- Activity:
Extend the passage on colistin MICs of PAO1 and PA14 clones evolved in MH, ASM, or HS, beginning right after its final sentence.

- Text provided:
━━━━━━━━━━

Keywords: PA14; PAO1; artificial sputum medium; colistin; fatty acids; human serum; in vitro evolution; lipid A; norspermidine; polymyxins.

Figure 1

Colistin MIC of the clones evolved in MH, ASM, or HS (as indicated in the figure) in the presence of colistin (filled symbols) and the control strains evolved for the same number of passages in the absence of colistin (empty symbols). MIC was determined after 20 h of growth in MH and represents the mode of at least three independent assays. The MIC for the parental strains PAO1 and PA14 was 0.25 μg/mL (not shown in the figure).

━━━━━━━━━━

- Supplied data:

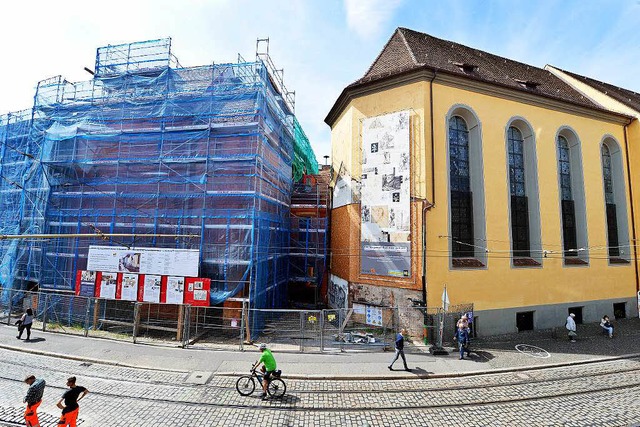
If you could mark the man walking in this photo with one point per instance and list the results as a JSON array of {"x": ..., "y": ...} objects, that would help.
[
  {"x": 71, "y": 408},
  {"x": 571, "y": 327},
  {"x": 400, "y": 351},
  {"x": 33, "y": 400}
]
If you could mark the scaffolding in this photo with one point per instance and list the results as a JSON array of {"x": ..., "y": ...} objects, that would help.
[
  {"x": 149, "y": 147},
  {"x": 309, "y": 233}
]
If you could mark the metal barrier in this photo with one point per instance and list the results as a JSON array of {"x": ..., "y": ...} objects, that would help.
[{"x": 370, "y": 329}]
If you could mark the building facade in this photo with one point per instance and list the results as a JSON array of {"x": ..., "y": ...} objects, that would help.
[{"x": 520, "y": 190}]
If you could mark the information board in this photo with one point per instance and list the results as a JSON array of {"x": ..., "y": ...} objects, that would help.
[{"x": 157, "y": 261}]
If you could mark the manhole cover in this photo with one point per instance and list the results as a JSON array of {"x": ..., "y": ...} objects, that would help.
[{"x": 533, "y": 351}]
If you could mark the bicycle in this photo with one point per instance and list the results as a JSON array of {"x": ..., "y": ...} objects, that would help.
[{"x": 246, "y": 384}]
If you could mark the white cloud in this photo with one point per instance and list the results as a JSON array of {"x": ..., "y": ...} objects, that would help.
[{"x": 368, "y": 17}]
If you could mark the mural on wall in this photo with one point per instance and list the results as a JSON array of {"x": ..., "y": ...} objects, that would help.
[
  {"x": 337, "y": 292},
  {"x": 385, "y": 196}
]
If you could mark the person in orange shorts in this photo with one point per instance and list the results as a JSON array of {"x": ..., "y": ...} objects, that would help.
[
  {"x": 33, "y": 400},
  {"x": 70, "y": 408}
]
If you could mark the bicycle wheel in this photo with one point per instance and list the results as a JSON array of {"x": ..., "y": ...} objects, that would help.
[
  {"x": 276, "y": 388},
  {"x": 245, "y": 385}
]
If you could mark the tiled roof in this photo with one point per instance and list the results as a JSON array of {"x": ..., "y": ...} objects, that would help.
[
  {"x": 629, "y": 98},
  {"x": 408, "y": 49}
]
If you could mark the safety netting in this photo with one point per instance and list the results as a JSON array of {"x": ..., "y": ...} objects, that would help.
[{"x": 149, "y": 147}]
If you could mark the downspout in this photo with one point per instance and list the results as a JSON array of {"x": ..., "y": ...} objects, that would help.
[
  {"x": 428, "y": 205},
  {"x": 633, "y": 217}
]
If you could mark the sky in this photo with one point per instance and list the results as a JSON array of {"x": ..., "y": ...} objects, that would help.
[{"x": 322, "y": 45}]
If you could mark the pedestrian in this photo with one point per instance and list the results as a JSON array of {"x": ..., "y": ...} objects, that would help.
[
  {"x": 462, "y": 336},
  {"x": 71, "y": 408},
  {"x": 571, "y": 327},
  {"x": 33, "y": 400},
  {"x": 606, "y": 325},
  {"x": 25, "y": 322},
  {"x": 400, "y": 350}
]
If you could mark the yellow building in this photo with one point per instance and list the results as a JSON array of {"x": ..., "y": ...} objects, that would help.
[{"x": 499, "y": 180}]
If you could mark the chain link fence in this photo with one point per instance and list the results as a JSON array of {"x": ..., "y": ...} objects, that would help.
[{"x": 370, "y": 329}]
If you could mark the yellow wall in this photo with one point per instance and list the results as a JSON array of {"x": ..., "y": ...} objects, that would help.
[{"x": 499, "y": 285}]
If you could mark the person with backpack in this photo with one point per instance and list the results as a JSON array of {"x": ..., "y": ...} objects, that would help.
[
  {"x": 25, "y": 322},
  {"x": 571, "y": 327}
]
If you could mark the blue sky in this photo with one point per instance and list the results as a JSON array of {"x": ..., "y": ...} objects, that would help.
[{"x": 322, "y": 45}]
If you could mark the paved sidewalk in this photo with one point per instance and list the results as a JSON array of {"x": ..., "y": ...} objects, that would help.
[{"x": 491, "y": 354}]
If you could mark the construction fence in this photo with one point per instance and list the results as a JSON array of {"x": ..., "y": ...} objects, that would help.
[{"x": 215, "y": 327}]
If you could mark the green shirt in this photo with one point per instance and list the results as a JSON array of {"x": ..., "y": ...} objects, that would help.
[{"x": 268, "y": 360}]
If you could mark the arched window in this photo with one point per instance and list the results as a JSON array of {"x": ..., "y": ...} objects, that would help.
[
  {"x": 615, "y": 201},
  {"x": 610, "y": 203},
  {"x": 517, "y": 187},
  {"x": 526, "y": 239},
  {"x": 461, "y": 199},
  {"x": 466, "y": 189},
  {"x": 572, "y": 202}
]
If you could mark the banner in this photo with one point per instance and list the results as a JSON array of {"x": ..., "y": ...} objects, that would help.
[
  {"x": 337, "y": 292},
  {"x": 129, "y": 290},
  {"x": 86, "y": 286},
  {"x": 151, "y": 288},
  {"x": 108, "y": 283},
  {"x": 385, "y": 196},
  {"x": 159, "y": 261},
  {"x": 175, "y": 290}
]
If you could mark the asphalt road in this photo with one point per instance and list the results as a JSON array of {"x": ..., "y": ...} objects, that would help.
[{"x": 602, "y": 393}]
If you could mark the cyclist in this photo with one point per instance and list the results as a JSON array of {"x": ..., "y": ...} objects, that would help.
[{"x": 268, "y": 369}]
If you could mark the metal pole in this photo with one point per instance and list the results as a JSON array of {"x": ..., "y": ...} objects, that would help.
[
  {"x": 242, "y": 320},
  {"x": 87, "y": 313}
]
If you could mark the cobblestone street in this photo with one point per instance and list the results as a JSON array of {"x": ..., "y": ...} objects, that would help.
[{"x": 605, "y": 393}]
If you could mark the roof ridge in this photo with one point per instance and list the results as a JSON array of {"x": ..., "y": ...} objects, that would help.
[
  {"x": 375, "y": 61},
  {"x": 406, "y": 43}
]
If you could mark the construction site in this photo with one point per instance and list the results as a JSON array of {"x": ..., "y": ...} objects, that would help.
[{"x": 148, "y": 153}]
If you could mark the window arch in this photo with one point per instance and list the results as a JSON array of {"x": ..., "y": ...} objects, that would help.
[
  {"x": 466, "y": 189},
  {"x": 572, "y": 202},
  {"x": 524, "y": 205},
  {"x": 615, "y": 200}
]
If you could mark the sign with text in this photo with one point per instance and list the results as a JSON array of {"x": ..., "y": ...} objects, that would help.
[{"x": 157, "y": 261}]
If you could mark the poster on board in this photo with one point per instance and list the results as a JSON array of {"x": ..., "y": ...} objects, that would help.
[
  {"x": 338, "y": 292},
  {"x": 108, "y": 283},
  {"x": 151, "y": 288},
  {"x": 155, "y": 261},
  {"x": 129, "y": 287},
  {"x": 175, "y": 290},
  {"x": 374, "y": 315},
  {"x": 86, "y": 285},
  {"x": 385, "y": 192}
]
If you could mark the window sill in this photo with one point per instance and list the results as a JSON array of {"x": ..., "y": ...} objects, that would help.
[
  {"x": 575, "y": 261},
  {"x": 618, "y": 261},
  {"x": 466, "y": 263},
  {"x": 525, "y": 262}
]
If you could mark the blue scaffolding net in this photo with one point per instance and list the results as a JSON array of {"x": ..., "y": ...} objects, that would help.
[{"x": 149, "y": 147}]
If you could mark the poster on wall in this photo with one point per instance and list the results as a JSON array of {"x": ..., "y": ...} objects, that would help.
[
  {"x": 337, "y": 292},
  {"x": 175, "y": 290},
  {"x": 87, "y": 284},
  {"x": 157, "y": 261},
  {"x": 385, "y": 248},
  {"x": 151, "y": 288},
  {"x": 129, "y": 290},
  {"x": 373, "y": 315},
  {"x": 108, "y": 283}
]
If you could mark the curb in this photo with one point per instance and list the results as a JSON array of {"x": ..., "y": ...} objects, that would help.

━━━━━━━━━━

- Reply to the exercise:
Figure 2

Effect of norspermidine on growth and colistin resistance. (A) Growth curves of PAO1, PAO1 PrpsA::arn, PAO1 pmrB^M292T, PAO1 ΔspeE2, PAO1 PrpsA::arn ΔspeE2, and PAO1 pmrB^M292T ΔspeE2 in MH supplemented with increasing colistin concentrations. (B) Growth curves of PA14, PA14 PrpsA::arn, PA14 pmrB^M292T, PA14 ΔspeE2, PA14 PrpsA::arn ΔspeE2, and PA14 pmrB^M292T ΔspeE2 in MH supplemented with increasing colistin concentrations. (C) Colistin MIC for the above-mentioned strains after 20 h of growth in MH. Growth curves are representative of at least three independent experiments giving similar results. MIC values correspond to the mode of at least three independent experiments.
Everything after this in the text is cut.